**DATA LINES**

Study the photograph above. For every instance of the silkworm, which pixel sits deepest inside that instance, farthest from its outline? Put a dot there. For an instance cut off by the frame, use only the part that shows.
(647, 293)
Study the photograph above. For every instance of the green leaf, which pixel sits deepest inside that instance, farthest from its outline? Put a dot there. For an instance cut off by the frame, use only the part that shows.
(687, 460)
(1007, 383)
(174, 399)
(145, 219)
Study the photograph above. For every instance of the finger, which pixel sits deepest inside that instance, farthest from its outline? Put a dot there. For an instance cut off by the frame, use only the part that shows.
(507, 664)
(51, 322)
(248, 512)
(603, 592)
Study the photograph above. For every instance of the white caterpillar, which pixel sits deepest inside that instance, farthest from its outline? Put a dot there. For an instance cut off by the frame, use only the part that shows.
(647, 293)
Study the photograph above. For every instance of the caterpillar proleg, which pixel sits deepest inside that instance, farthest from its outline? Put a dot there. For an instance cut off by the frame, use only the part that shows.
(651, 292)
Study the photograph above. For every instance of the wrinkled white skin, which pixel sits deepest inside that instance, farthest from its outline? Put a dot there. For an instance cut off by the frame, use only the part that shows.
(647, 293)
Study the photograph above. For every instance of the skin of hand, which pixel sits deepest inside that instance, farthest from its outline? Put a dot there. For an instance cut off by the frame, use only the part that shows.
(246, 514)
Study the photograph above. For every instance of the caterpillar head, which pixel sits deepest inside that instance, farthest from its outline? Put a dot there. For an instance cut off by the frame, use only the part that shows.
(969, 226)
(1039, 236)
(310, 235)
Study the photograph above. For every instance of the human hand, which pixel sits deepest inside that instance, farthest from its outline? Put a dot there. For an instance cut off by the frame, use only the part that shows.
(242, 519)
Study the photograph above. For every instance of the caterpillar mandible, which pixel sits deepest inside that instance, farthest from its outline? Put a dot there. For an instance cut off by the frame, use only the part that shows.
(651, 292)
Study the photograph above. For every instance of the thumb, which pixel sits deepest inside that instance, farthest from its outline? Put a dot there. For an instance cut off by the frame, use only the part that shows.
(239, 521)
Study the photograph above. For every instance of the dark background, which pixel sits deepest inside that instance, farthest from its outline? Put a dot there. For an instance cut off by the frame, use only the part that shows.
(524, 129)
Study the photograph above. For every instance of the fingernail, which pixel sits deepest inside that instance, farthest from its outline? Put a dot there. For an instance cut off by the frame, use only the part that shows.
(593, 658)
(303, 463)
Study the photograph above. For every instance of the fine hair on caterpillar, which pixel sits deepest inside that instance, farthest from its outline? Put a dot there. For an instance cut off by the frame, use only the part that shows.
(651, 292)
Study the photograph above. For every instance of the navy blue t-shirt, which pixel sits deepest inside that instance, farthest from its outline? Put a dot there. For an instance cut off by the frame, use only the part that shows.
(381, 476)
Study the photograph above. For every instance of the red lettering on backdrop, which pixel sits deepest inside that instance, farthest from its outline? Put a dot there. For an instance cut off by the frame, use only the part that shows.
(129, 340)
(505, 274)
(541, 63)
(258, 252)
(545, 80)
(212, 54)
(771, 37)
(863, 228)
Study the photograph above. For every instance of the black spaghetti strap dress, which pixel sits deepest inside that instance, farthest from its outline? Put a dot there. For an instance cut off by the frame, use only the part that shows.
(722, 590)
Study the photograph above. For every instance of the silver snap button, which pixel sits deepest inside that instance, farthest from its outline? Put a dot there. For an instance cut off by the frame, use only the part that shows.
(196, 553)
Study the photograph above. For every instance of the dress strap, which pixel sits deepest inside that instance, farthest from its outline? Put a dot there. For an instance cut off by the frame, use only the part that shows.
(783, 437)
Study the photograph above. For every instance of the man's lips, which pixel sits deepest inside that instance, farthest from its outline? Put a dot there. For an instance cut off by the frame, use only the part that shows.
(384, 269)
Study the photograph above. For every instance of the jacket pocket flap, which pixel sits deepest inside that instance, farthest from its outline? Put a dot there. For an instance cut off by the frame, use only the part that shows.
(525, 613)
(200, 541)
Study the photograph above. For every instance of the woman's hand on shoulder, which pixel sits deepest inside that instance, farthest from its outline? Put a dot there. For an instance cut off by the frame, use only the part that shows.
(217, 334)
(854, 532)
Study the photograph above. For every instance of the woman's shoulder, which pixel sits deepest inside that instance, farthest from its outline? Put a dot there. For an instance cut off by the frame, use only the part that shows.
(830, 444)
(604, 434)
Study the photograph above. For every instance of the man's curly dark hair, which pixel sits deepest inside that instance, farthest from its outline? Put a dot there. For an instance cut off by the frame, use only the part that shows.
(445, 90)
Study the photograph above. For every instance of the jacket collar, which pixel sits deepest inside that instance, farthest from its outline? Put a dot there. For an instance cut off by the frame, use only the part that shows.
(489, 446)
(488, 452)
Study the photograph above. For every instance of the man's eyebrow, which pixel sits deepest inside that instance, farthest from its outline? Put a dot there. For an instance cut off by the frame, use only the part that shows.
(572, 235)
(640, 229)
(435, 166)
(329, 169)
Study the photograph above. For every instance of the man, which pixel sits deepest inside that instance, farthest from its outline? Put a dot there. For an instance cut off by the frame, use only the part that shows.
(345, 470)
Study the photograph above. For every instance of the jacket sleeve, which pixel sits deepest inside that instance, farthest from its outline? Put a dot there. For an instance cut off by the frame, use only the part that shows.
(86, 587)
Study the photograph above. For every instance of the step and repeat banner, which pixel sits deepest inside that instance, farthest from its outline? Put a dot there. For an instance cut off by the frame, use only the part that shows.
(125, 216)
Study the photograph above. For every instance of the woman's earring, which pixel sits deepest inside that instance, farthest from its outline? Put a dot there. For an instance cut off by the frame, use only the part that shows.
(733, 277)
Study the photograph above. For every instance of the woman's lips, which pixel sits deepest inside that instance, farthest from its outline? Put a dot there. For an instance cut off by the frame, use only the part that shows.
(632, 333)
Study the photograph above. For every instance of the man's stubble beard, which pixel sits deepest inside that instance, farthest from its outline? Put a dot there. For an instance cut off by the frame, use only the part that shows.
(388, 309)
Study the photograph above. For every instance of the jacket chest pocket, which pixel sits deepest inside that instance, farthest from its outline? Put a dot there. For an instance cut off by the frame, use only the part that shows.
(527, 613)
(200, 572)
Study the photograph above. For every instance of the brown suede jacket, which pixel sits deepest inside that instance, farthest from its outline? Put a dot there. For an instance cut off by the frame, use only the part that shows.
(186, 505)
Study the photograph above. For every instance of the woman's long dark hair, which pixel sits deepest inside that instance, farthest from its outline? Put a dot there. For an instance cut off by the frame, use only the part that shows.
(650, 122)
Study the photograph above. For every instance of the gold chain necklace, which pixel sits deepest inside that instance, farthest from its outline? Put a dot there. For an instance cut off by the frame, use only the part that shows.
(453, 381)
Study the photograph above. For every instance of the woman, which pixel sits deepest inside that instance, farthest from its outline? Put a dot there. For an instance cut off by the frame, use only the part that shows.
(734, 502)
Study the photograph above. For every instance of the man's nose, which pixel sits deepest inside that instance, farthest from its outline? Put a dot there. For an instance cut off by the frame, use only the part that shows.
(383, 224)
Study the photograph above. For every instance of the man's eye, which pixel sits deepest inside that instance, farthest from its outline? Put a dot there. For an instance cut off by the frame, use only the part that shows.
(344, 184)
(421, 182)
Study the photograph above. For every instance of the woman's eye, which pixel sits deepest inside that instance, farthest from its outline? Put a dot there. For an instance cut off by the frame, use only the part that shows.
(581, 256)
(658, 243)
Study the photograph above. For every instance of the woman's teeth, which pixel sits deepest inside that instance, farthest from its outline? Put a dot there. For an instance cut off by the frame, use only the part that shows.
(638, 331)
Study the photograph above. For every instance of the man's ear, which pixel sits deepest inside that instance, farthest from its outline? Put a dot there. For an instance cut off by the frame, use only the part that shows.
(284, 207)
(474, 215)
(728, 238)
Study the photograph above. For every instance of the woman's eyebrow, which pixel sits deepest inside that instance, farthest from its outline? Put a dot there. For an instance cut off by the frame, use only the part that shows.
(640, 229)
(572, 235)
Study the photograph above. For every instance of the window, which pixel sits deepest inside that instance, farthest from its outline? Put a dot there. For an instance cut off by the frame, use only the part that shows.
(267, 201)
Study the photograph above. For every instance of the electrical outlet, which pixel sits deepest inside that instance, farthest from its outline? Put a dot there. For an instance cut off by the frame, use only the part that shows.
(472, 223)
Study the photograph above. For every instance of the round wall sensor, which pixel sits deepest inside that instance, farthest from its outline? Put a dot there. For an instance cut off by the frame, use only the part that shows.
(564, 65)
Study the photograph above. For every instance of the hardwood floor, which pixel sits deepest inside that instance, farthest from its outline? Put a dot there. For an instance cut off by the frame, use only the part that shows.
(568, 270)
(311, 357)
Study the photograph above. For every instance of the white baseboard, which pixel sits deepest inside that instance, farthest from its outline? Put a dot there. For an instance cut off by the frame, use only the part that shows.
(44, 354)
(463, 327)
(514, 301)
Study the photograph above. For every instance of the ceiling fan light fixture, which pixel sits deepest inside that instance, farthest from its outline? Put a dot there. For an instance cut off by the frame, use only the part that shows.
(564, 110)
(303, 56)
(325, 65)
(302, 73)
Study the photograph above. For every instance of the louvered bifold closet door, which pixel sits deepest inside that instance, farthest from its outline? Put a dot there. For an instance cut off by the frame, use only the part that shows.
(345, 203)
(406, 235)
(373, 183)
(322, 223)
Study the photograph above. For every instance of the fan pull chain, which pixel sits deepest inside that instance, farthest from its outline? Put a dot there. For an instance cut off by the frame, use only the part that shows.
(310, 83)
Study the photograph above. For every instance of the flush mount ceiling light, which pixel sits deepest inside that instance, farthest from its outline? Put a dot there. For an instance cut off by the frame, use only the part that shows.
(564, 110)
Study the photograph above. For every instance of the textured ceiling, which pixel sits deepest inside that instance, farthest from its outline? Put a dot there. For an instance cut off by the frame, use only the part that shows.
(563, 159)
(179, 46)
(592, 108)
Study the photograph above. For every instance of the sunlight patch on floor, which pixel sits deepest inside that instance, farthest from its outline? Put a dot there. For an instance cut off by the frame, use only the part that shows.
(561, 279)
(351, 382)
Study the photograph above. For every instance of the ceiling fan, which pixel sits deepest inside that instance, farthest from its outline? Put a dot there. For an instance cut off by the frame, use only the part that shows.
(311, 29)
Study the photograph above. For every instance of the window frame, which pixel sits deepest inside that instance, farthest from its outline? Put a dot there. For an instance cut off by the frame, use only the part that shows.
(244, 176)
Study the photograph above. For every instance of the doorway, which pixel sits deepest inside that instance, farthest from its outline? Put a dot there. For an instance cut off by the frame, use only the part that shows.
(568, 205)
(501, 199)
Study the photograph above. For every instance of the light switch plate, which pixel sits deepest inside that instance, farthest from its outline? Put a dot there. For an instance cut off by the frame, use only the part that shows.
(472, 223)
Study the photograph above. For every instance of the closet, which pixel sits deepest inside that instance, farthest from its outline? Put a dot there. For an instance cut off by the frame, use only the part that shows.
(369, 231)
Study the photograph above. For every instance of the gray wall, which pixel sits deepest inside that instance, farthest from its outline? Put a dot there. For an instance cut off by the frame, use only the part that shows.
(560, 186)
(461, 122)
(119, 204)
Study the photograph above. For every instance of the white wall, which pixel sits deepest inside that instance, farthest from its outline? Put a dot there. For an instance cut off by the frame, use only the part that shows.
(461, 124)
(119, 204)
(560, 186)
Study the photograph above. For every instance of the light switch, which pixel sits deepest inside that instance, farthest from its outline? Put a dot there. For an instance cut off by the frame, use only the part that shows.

**DO THIS**
Quote, without any change, each line from the one that contains "Study the photograph above. For every instance of the gray" through the end of the material.

**FINISHED TASK**
Study the photograph above. For every instance of the gray wall, which pixel sits deepest inside that instance, farthest from its outline? Put a dot there. For an instance cut off by the frame, use only the part that shows.
(560, 186)
(461, 122)
(119, 204)
Study the photograph above. For every instance of the white wall, which pixel sits deepest inside that instance, farthest from its outline? Put a dot there. For an instance cut off by the frame, use only the part that shows.
(461, 124)
(119, 204)
(560, 186)
Study the photograph above. For every instance of the light switch, which pixel sits deepest inside that instance, farthest from its outline? Put a dot there. For an instance cut off by the frame, use only the part that shows.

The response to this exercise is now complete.